# The problem
Lines before the one containing "Identify each instance of the wooden" are excluded; print that line and every line after it through the end of the material below, exactly.

# Given entries
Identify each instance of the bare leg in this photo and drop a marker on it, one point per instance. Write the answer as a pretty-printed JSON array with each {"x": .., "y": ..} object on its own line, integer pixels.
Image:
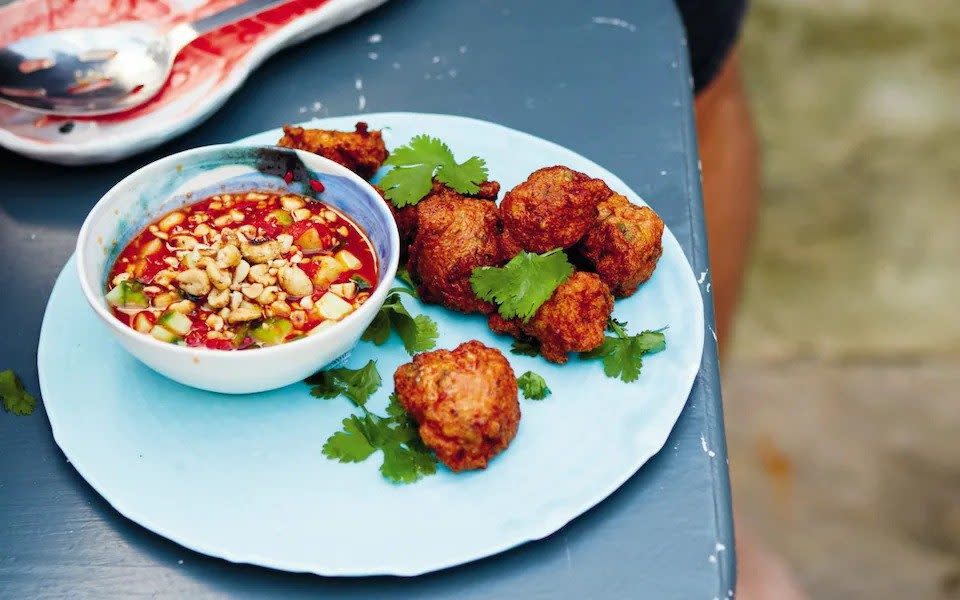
[
  {"x": 731, "y": 189},
  {"x": 731, "y": 186}
]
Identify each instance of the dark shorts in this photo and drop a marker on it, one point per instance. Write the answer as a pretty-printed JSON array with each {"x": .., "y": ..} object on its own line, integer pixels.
[{"x": 712, "y": 29}]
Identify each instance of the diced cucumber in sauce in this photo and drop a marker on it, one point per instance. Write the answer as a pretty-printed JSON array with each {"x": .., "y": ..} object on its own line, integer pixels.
[
  {"x": 282, "y": 217},
  {"x": 361, "y": 283},
  {"x": 331, "y": 306},
  {"x": 164, "y": 335},
  {"x": 177, "y": 323},
  {"x": 272, "y": 331},
  {"x": 240, "y": 335},
  {"x": 348, "y": 260},
  {"x": 309, "y": 242},
  {"x": 128, "y": 294}
]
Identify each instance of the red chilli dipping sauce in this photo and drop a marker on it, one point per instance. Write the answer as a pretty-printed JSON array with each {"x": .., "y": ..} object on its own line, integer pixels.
[{"x": 243, "y": 270}]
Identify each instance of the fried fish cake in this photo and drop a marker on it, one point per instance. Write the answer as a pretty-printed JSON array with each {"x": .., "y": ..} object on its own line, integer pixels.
[
  {"x": 362, "y": 151},
  {"x": 553, "y": 208},
  {"x": 406, "y": 217},
  {"x": 572, "y": 320},
  {"x": 624, "y": 244},
  {"x": 454, "y": 235},
  {"x": 465, "y": 402}
]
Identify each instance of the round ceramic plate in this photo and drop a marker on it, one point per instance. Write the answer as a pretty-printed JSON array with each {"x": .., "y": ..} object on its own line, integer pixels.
[{"x": 243, "y": 477}]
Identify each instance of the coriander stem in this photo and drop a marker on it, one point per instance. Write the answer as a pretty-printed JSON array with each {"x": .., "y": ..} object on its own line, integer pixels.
[
  {"x": 403, "y": 291},
  {"x": 618, "y": 330}
]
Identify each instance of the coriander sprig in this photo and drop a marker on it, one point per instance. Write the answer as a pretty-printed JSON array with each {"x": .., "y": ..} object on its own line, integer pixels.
[
  {"x": 622, "y": 353},
  {"x": 405, "y": 457},
  {"x": 533, "y": 386},
  {"x": 418, "y": 334},
  {"x": 521, "y": 286},
  {"x": 15, "y": 397},
  {"x": 416, "y": 164}
]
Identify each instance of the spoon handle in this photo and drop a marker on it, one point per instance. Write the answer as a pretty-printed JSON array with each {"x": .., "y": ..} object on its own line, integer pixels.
[
  {"x": 234, "y": 13},
  {"x": 184, "y": 33}
]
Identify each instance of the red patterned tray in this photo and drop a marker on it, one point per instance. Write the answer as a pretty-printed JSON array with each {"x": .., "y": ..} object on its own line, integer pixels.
[{"x": 204, "y": 75}]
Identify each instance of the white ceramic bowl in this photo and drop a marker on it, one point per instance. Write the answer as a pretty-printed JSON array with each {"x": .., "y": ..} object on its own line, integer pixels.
[{"x": 191, "y": 176}]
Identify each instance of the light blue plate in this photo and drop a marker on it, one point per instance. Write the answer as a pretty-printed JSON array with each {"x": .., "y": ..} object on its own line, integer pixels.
[{"x": 243, "y": 478}]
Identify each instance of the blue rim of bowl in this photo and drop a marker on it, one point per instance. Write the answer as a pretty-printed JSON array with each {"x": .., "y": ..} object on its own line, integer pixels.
[{"x": 169, "y": 163}]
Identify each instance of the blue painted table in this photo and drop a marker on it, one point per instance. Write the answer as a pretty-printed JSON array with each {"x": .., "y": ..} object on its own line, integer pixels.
[{"x": 608, "y": 79}]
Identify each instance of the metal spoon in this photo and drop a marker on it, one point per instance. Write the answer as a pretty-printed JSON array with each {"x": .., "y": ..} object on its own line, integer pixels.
[{"x": 101, "y": 70}]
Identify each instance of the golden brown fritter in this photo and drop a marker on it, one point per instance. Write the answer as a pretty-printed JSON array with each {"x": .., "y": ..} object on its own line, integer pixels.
[
  {"x": 454, "y": 235},
  {"x": 362, "y": 151},
  {"x": 572, "y": 320},
  {"x": 465, "y": 402},
  {"x": 553, "y": 208},
  {"x": 406, "y": 217},
  {"x": 624, "y": 244}
]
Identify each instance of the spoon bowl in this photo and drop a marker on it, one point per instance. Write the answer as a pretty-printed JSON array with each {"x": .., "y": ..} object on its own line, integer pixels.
[{"x": 86, "y": 72}]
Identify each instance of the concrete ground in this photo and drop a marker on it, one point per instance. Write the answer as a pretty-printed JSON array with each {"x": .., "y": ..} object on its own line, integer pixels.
[{"x": 842, "y": 387}]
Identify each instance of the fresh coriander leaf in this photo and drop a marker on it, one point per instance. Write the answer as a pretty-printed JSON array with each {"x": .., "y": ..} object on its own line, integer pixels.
[
  {"x": 15, "y": 397},
  {"x": 351, "y": 444},
  {"x": 622, "y": 355},
  {"x": 525, "y": 347},
  {"x": 534, "y": 387},
  {"x": 422, "y": 149},
  {"x": 650, "y": 342},
  {"x": 465, "y": 176},
  {"x": 416, "y": 164},
  {"x": 407, "y": 463},
  {"x": 612, "y": 324},
  {"x": 358, "y": 384},
  {"x": 624, "y": 361},
  {"x": 405, "y": 457},
  {"x": 523, "y": 284},
  {"x": 418, "y": 333},
  {"x": 395, "y": 410},
  {"x": 405, "y": 186}
]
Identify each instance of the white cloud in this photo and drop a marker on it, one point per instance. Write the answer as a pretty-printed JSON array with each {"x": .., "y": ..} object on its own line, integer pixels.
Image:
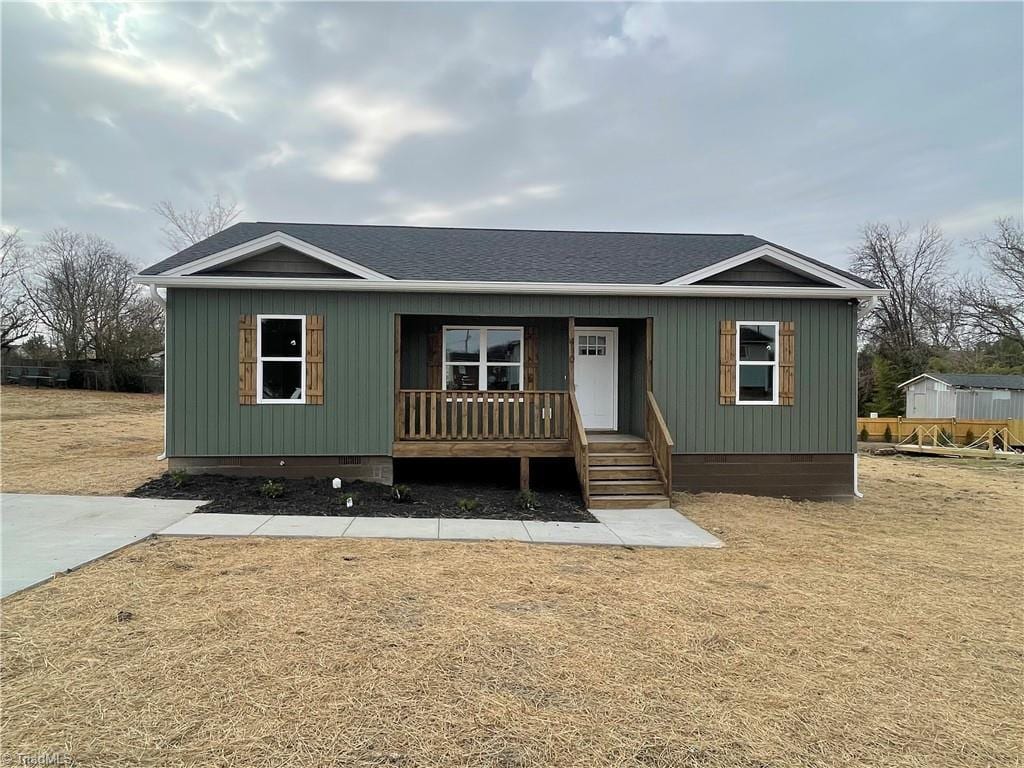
[
  {"x": 431, "y": 214},
  {"x": 110, "y": 200},
  {"x": 125, "y": 42},
  {"x": 970, "y": 221},
  {"x": 377, "y": 123}
]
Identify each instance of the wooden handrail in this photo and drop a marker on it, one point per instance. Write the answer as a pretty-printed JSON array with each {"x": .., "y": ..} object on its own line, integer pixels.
[
  {"x": 660, "y": 441},
  {"x": 581, "y": 448},
  {"x": 481, "y": 415}
]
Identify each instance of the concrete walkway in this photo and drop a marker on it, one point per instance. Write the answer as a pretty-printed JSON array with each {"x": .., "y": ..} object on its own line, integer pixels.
[
  {"x": 44, "y": 535},
  {"x": 640, "y": 527}
]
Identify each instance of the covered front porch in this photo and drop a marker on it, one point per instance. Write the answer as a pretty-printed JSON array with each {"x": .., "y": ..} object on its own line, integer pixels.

# Final result
Identify each instance of the wooden handrail in this photo and drop a marker on it, one point per instance. Write the answer as a pretty-printed JSON array with each {"x": .., "y": ..} object on its own line, integer pixels.
[
  {"x": 660, "y": 441},
  {"x": 581, "y": 448},
  {"x": 481, "y": 415}
]
Identify each instance of the concrete walkway in this photo and drop a marker on it, one point per instance. Write the answer as a pretty-printed JSON array with each {"x": .., "y": ..} object on its own line, integer pixels.
[
  {"x": 44, "y": 535},
  {"x": 640, "y": 527}
]
Identify each instance of the covered front porch in this photo and drop a marker on it, one point per instance. Write the answer as a pretty-printed JSON array with each {"x": .., "y": ..} object on its own line, integer pixels.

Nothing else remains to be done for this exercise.